• **Supplied text**
_____

A Review on Internet Banking Fraud Detection using HMM and BLAST-SSAHA Hybridization

DOI : 10.17577/IJERTV2IS100807

Download Full-Text PDF Cite this Publication

Text Only Version

A Review on Internet Banking Fraud Detection using HMM and BLAST-SSAHA Hybridization

Avanti H. Vaidya

Mtech III sem(CSE) B.D.C.O.E, Sewagram (Maharashtra)

Prof. S. W. Mohod

Assistant Professor, Department of CSE B.D.C.O.E, Sewagram (Maharashtra)


Today world online banking service is the most popular. It provides a fast and easy way to make transactions. As increasing online transaction, the number of fraud transaction is also increased by various thefts. In real life, fraudulent transactions are scattered with genuine transactions. Simple pattern matching techniques are not often sufficient to detect those frauds accurately. Implementation of efficient fraud detection systems has thus become imperative for all credit card issuing banks to minimize their losses. This paper presents a survey of different techniques in order to detect credit card fraud as well as online banking fraud detection using Hidden Markov Model and BLAST-SSAHA Hybridization. The BLAST-SSAHA Hybridization is proposed for the optimization of data to avoid the overfitting and underfitting problem of the system and then HMM is proposed on optimized data in order to detect fraud.

_____

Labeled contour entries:
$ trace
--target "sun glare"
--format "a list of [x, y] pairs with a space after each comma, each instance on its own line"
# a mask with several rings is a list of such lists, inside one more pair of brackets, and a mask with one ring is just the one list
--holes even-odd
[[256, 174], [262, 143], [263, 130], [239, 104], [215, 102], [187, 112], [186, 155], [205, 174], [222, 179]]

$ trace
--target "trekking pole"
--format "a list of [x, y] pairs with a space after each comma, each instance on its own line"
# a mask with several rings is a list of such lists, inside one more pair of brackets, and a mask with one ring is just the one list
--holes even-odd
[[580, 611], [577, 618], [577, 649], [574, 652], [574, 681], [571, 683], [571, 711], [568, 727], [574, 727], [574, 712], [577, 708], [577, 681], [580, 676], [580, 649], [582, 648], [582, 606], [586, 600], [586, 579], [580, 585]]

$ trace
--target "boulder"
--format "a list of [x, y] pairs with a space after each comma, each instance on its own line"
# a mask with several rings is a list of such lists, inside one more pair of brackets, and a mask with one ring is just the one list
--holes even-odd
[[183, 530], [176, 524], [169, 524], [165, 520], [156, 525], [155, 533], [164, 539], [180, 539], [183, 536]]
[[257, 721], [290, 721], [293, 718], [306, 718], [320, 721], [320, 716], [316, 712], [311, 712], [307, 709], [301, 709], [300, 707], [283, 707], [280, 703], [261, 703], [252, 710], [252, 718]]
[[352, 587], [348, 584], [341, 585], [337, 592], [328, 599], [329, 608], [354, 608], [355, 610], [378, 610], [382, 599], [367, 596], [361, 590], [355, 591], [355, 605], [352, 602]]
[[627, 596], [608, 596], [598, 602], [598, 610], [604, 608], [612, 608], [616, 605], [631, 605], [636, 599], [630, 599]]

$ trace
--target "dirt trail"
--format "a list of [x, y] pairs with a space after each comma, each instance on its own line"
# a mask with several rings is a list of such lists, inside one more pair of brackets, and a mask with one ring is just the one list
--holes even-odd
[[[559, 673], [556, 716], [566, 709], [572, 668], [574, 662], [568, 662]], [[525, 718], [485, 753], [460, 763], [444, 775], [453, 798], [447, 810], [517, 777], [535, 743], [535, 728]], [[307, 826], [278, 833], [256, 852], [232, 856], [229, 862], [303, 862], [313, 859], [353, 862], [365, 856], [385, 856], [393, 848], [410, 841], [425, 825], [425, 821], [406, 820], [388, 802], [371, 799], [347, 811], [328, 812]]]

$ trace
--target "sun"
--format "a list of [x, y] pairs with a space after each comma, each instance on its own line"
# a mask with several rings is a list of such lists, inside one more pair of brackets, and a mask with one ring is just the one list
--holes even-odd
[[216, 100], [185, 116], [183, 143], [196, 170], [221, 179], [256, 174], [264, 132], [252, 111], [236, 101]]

_____

• **Challenges**
1. In the fraud detection abstract, what is the BLAST-SSAHA Hybridization proposed for?
2. Write what comes next in the fraud detection abstract, picking up after its final sentence.

• **Responses in order**
1. It is proposed to optimize the data so the system avoids the overfitting and underfitting problem.

2.
Keywords-Internet Banking, Hidden Markov Model, BLAST-SSAHA Hybridization.

  1. Introduction

    Online banking service is the most popular and provides a fast and easy way to make transaction. Internet banking has their separate account for users. It is managed by banks or retail store. Net banking is a process over the internet to make the banking process effectively. The bank has automatically updates the customer accounts and records. E-commerce applications are now widely used by people. Various companies offer their services through these applications for improving their business. Online banking allows customer to conduct financial transactions on a secure website operated by virtual bank, credit union or building society. Online banking provides many transactional and non transactional features which are application specific. They are as follows.

    • Transactional

      1. Funds transfer between two customers

      2. Paying third parties

      3. Investment purchase or sale

      4. Loan applications

    • Non transactional

      1. Viewing account balance

      2. Viewing recent transaction

      3. Ordering cheque book

    • Supports transaction approval process.

    • Wire transfer.

    • Financial institution administration.

    • Support of multiple users having varying levels of authority.

Internet banking provides a personal financial management support. Some internet banking platform supports account aggregation to allow the customers to monitor all of their accounts in one place whether they are with their main bank or with other institution. As increasing use of internet banking for transaction, the number of fraud transaction is also increased by various thefts. This causes economic loss and makes the bank name unsecured. There are various ways that fraudsters execute an online fraud. By using various technologies they can do fraudulent activities.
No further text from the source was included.